#### [PROBLEM TO SOLVE]
Please answer in a few words: according to the article on Droga5's Amazon Prime Video ads, who directed the spots?

#### [TEXT PASSAGE]
==============================

Amazon's TV Shows Really Get in Your Head in Droga5's Fun New Ads

Be careful what you binge-watch

There's a great scene in Among the Thugs, Bill Buford's book about hooliganism, where the author seems to be morphing into a thug as well. Having been exposed to so much callous behavior, he starts to exhibit it himself—roughly pushing an elderly couple aside on an escalator after returning from a brutal trip with the hooligans who followed Manchester United in the '80s. 

There's a bit of the same dynamic in Droga5 London's first ads for Amazon Prime Video. In four amusing 60-second spots, viewers don't just get sucked into the streaming service's addictive TV shows—they identify so deeply with the characters that they begin to inhabit them. 

For better or worse. Usually worse. 

For us, the best of the four spots is "Vikings," focusing on the show of the same name. (Vikings airs on History in the U.S., but Amazon has the rights to it in the U.K. and Germany, where the new spots are airing.) 

Our heroine in the spot starts to get sucked into the show, episode by episode, and soon she becomes a kind of honorary Norse woman, privately rebelling against her own drab life in a sudden, often violent metamorphosis that catches her co-workers, in particular, by surprise. 

The theme is "Great Shows Stay With You." 

Vikings - Great Shows Stay With You | Prime Video

On the other end of the spectrum is "Outlander," based on the Starz show (which also airs on Amazon in the U.K. and Germany). Rather than becoming ultra violent, our protagonists here suddenly find themselves ultra amorous—much to the dismay of bystanders in public. 

Outlander - Great Shows Stay With You | Prime Video

The insight here—that obsessive TV watching must have some kind of empathetic effect on the psyche—rings true. And when you overdose on a show, why shouldn't it warp into something uncontrollable? 
 
"Would it surprise you to learn that [the idea] came from one of our young teams?" Droga5 London chief creative officer David Kolbusz tells Muse. "Binge watching and the pathological addiction to multi-series television has been a much-discussed but underrepresented phenomenon, at least on a brand level. We thought there was something interesting in reflecting how periods of intense viewership could change a person. When you watch an action hero kick ass, you come away feeling a bit badass yourself. When you watch a lot of battle scenes, you feel like you can take on the world. You watch people making out in the Scottish highlands, you're bound to feel a little rosy-cheeked." 

Two more spots focus on Lucifer (a Fox show in the U.S.) and Tom Clancy's Jack Ryan (an Amazon original). 

Lucifer - Great Shows Stay With You | Prime Video
Tom Clancy's Jack Ryan - Great Shows Stay With You | Prime Video

Kolbusz says the creative team had a lot of shows to choose from, and wrote a lot of scripts. In the end, they worked with the client to choose executions that felt "the most interesting and credible"—all within a framework that wasn't too outlandish. Steve Rogers, who also helmed Droga5's Crocodile Dundee work, was the director.

==============================

#### [SUPPLIED ENTRIES]
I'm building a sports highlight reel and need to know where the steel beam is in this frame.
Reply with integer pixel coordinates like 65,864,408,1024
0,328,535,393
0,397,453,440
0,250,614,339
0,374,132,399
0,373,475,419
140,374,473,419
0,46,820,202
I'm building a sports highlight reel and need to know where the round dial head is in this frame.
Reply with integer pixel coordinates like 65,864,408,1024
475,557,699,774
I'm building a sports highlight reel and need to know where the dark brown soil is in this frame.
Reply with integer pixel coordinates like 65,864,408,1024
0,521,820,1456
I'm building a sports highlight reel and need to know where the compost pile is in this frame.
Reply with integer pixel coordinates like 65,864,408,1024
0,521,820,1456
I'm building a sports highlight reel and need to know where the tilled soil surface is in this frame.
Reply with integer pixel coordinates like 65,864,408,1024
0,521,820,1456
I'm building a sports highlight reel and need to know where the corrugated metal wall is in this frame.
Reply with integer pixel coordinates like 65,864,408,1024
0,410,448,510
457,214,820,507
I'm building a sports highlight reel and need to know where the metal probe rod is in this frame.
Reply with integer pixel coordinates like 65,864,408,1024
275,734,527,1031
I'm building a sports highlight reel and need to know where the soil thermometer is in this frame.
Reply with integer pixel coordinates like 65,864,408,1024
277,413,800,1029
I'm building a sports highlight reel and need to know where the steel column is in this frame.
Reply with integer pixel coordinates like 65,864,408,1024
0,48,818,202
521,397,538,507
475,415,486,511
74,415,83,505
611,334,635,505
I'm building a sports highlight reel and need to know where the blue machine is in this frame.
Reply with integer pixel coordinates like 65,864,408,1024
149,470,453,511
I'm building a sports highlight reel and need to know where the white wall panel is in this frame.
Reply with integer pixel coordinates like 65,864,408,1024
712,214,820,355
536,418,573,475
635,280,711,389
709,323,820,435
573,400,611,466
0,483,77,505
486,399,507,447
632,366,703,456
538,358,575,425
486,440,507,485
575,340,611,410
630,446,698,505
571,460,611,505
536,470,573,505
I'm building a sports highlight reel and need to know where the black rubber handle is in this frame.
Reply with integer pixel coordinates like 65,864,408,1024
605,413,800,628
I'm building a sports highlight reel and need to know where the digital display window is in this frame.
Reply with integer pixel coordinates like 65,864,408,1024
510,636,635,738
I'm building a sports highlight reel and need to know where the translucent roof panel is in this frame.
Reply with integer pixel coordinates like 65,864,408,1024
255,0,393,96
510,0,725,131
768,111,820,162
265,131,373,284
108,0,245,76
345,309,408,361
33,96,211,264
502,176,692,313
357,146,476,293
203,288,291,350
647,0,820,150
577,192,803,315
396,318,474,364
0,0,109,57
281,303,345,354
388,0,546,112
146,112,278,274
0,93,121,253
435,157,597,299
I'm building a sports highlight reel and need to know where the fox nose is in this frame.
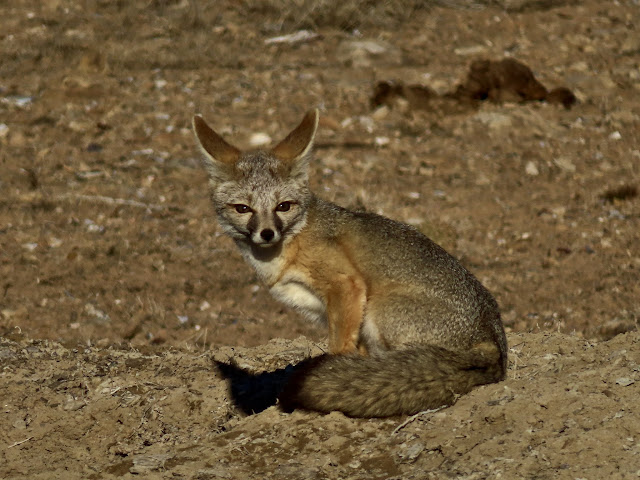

==============================

#### [EXPECTED ANSWER]
Steve Rogers